• [What to work on]:
For each line in the data below that holds "arched", return a copy.

Top of Supplied records

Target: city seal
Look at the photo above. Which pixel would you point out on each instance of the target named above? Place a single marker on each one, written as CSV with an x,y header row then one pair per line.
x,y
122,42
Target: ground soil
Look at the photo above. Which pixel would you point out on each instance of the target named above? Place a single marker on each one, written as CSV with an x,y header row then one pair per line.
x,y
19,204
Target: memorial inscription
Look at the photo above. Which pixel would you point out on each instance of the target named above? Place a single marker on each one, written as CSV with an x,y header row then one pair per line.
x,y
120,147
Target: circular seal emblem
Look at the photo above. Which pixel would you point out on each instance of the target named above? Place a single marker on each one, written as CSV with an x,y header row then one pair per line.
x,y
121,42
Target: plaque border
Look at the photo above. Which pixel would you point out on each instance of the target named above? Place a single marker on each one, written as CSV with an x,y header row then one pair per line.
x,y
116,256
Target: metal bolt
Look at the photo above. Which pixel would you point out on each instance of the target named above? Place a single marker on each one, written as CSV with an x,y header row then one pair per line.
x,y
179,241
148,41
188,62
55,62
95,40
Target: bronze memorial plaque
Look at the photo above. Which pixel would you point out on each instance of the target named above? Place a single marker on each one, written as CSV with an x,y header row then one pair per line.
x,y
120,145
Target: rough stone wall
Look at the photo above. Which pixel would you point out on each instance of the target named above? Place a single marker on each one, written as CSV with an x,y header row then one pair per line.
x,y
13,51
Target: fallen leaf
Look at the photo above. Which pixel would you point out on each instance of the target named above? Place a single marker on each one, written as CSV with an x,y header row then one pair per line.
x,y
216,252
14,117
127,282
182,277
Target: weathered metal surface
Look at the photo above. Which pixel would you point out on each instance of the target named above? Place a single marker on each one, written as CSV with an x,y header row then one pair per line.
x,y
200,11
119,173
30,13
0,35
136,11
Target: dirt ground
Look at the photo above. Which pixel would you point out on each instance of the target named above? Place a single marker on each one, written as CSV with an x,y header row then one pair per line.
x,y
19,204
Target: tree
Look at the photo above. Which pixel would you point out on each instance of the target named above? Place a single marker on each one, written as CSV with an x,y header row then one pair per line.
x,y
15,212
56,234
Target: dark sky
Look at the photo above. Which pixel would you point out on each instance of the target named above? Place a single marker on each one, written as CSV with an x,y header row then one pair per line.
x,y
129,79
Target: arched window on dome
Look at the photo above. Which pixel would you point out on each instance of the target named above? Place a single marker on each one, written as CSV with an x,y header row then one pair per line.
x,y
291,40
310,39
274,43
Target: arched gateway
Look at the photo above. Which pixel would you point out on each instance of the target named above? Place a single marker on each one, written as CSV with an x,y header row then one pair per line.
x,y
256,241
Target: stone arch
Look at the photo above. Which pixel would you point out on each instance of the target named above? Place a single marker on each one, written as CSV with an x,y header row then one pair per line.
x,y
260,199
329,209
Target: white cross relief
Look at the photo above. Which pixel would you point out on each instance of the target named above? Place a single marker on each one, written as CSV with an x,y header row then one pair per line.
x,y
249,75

Bottom of Supplied records

• [Answer to this task]:
Target: arched window on dome
Target: arched gateway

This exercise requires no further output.